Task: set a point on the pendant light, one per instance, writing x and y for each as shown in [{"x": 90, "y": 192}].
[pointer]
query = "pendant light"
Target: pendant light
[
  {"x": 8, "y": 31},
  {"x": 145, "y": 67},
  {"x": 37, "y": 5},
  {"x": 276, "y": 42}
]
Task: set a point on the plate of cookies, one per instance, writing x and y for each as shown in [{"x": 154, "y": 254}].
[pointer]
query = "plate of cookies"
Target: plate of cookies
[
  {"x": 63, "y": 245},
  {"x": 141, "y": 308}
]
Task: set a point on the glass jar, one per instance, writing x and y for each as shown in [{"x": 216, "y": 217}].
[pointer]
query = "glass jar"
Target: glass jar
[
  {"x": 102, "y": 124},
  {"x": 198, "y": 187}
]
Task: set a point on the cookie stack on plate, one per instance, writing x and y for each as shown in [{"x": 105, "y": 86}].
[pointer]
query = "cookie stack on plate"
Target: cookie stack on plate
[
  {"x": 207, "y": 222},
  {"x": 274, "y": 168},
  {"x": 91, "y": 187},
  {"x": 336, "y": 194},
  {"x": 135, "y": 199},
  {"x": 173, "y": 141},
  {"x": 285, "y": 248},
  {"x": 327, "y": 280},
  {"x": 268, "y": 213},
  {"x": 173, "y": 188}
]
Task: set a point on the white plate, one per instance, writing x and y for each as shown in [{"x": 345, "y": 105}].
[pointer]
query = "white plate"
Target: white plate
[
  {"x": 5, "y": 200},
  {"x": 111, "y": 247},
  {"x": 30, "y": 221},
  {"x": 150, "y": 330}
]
# # # #
GOAL OF THE EXERCISE:
Lines from the one that contains "Task: set a point on the white" through the final line of the entries must be duplicated exactly, and no other lines.

TASK ANSWER:
Task: set a point on the white plate, one per instance, writing x and y for each as shown in [{"x": 345, "y": 105}].
[pointer]
query = "white plate"
Target: white plate
[
  {"x": 5, "y": 200},
  {"x": 111, "y": 247},
  {"x": 30, "y": 221},
  {"x": 150, "y": 330}
]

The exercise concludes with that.